● **Requirement**
Pull out the rows from the first line through the line that contains "[9,0,390,64]", and reproduce each of those lines without any change.

● **Material provided**
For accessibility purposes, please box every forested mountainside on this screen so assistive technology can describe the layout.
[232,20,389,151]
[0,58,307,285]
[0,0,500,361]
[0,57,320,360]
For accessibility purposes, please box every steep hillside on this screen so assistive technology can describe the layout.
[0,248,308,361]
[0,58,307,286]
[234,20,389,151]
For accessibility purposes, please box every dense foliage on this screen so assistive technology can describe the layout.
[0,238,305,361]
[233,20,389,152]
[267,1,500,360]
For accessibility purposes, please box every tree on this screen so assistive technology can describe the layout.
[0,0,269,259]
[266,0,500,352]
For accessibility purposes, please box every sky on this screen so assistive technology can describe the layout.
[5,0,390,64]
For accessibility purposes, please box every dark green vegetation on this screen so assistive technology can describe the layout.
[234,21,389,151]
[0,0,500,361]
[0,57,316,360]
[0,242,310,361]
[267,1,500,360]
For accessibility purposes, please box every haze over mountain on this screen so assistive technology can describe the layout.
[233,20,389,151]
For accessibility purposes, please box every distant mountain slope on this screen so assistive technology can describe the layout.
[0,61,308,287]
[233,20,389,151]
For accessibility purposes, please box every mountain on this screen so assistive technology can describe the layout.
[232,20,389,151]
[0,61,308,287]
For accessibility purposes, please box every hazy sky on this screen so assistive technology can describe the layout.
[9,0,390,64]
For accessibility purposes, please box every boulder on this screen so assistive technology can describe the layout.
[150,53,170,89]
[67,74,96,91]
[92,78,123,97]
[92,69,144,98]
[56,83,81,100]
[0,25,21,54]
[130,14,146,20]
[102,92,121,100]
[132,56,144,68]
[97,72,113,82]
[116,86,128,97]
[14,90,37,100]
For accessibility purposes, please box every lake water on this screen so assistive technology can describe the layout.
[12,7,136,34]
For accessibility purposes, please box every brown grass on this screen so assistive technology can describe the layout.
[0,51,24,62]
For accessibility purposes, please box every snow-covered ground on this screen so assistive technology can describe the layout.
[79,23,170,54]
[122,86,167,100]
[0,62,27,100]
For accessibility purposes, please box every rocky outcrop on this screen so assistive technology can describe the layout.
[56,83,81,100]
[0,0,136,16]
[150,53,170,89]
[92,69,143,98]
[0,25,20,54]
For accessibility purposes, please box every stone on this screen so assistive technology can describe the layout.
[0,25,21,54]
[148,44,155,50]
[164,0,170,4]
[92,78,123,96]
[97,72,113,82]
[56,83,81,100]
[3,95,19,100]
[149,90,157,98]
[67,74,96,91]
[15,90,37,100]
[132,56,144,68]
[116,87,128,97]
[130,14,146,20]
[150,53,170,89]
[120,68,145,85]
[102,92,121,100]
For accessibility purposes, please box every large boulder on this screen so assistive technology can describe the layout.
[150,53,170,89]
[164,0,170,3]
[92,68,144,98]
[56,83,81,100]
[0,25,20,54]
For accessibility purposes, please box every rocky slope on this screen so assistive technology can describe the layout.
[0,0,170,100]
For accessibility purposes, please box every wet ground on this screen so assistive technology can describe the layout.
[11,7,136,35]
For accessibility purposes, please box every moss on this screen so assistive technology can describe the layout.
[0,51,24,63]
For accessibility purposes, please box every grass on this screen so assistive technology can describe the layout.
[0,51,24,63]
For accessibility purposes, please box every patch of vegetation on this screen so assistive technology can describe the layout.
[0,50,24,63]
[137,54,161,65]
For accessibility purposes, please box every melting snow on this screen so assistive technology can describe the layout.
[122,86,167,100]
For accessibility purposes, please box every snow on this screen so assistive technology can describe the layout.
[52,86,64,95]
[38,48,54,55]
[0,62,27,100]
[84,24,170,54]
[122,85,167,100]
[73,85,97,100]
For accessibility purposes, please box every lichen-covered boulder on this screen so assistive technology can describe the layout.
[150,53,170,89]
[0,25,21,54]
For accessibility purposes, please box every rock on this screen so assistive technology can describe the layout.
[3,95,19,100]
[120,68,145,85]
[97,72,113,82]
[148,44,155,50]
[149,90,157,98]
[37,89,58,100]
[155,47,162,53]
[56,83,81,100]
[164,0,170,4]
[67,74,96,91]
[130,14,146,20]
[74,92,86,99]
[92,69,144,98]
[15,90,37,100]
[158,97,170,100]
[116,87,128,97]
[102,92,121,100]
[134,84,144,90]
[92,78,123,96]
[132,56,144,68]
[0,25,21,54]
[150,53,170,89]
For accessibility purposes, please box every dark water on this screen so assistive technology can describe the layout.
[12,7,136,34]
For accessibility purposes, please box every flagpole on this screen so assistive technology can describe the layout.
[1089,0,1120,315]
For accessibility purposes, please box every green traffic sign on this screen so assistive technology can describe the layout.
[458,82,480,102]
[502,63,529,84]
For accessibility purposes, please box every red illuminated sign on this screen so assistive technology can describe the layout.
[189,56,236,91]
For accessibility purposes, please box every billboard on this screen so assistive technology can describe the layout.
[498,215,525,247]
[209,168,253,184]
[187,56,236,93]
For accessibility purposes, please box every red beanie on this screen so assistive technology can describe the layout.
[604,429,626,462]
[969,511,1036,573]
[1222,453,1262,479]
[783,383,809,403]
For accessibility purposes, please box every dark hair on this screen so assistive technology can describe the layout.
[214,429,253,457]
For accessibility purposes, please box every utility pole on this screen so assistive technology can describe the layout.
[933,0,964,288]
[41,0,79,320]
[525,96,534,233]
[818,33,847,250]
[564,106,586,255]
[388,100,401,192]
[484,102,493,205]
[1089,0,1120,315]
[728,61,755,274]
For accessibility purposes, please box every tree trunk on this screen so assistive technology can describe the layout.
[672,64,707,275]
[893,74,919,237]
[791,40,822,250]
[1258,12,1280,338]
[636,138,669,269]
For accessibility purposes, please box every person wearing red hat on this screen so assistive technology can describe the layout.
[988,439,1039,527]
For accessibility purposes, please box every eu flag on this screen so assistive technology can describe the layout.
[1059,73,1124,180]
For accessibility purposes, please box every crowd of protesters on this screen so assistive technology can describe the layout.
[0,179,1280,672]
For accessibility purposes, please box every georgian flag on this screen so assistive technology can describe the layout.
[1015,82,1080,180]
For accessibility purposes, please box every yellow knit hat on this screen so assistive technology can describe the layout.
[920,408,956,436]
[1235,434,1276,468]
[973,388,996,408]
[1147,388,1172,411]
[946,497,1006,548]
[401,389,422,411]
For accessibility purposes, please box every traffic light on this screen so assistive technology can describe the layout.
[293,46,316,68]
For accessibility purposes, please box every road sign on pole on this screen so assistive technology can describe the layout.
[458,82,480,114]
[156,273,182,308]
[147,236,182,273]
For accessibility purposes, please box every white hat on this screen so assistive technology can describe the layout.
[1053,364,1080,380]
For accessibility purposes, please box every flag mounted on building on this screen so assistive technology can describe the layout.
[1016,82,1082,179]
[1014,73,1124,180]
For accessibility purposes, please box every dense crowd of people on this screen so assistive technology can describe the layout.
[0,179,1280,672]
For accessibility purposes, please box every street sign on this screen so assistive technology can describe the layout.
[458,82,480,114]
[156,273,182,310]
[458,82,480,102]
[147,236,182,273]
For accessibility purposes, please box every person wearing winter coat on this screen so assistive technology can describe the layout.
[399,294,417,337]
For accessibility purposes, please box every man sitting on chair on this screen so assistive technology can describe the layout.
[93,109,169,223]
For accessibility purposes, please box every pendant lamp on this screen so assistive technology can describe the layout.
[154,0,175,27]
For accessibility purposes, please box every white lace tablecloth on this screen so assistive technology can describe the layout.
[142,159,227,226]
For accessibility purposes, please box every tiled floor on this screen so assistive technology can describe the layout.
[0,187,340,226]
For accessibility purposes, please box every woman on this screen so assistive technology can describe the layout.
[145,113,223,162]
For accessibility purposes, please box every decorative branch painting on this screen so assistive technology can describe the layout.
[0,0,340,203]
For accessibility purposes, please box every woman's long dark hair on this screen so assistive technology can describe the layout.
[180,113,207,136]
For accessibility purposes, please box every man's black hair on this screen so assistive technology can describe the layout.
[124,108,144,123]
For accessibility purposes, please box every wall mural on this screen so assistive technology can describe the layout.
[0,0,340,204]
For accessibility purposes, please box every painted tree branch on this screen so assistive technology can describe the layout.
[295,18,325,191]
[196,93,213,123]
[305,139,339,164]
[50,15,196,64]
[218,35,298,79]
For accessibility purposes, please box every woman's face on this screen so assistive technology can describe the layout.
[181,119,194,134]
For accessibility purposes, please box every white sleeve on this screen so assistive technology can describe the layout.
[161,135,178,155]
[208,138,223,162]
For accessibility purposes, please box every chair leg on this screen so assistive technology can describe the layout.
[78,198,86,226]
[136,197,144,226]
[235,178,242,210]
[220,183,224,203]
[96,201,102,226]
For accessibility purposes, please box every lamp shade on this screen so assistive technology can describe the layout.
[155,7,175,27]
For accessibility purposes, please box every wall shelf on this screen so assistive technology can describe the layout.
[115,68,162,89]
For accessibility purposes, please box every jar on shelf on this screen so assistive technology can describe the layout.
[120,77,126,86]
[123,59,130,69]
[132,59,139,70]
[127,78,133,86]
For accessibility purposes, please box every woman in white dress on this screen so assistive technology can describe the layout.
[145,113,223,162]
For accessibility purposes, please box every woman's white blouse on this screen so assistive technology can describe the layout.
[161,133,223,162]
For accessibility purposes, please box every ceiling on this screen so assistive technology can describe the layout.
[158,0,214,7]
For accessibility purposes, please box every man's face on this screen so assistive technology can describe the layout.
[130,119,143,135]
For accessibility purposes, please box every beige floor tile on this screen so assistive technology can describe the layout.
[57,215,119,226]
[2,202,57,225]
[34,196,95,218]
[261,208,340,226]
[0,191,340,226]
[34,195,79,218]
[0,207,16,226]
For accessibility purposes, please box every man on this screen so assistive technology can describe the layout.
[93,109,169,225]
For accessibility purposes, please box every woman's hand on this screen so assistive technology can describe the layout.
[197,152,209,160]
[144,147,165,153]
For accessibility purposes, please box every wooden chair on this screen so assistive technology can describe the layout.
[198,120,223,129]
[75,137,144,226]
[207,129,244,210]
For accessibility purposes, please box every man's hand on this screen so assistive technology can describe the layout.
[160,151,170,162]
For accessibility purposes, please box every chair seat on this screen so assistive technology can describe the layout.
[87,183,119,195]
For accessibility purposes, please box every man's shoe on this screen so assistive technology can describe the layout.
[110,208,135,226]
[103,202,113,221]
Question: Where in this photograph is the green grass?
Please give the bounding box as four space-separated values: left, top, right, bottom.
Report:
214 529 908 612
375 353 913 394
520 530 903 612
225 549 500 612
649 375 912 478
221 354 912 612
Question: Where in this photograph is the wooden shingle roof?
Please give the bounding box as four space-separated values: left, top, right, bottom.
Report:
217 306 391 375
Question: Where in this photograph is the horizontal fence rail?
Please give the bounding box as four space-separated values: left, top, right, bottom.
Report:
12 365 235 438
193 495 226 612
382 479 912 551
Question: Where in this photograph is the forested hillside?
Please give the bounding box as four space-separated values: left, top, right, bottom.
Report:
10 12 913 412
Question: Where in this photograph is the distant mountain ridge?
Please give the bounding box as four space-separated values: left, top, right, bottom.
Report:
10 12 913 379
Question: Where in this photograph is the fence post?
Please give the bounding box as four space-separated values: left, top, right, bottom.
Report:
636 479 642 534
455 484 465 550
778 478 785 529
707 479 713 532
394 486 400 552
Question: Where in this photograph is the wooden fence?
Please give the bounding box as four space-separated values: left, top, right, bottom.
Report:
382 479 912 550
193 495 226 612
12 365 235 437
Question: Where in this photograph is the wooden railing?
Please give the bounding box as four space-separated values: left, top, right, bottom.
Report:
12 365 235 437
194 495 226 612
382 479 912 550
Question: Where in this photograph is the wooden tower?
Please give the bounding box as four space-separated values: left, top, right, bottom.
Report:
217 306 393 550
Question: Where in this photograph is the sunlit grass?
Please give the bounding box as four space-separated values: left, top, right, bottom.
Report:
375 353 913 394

● **Exercise answer**
For accessibility purposes, please box every forested mountainside on this screen so assistive technology can describe the layout.
[232,20,389,151]
[0,58,307,285]
[0,0,500,361]
[0,57,320,360]
For accessibility purposes, please box every steep hillside on this screen so assistive technology can describe the layout.
[0,248,308,361]
[0,58,307,286]
[234,20,389,151]
For accessibility purposes, please box every dense foliage on this screen so assistive technology can describe the layout.
[0,238,305,361]
[233,20,389,152]
[267,1,500,360]
For accessibility purposes, please box every tree on this screen so assistive technology can describe the layout.
[0,0,269,259]
[266,0,500,352]
For accessibility purposes, please box every sky on this screen so assistive technology can describe the layout.
[5,0,390,64]
For accessibility purposes, please box every dark green vegetation on this screen so assistive technology can describe the layout.
[234,21,389,151]
[0,0,500,361]
[0,57,316,360]
[0,242,310,361]
[267,1,500,360]
For accessibility purposes, please box every haze over mountain on this screen so assistive technology can describe the layout.
[233,20,389,151]
For accessibility purposes, please box every distant mountain slope on this screen so assistive technology can describe the layout.
[0,61,308,287]
[233,20,389,151]
For accessibility purposes, please box every mountain on this screen so assistive technology can describe the layout.
[232,20,389,151]
[0,61,308,287]
For accessibility purposes, please box every hazy sky on this screen so assistive technology can describe the layout.
[9,0,390,64]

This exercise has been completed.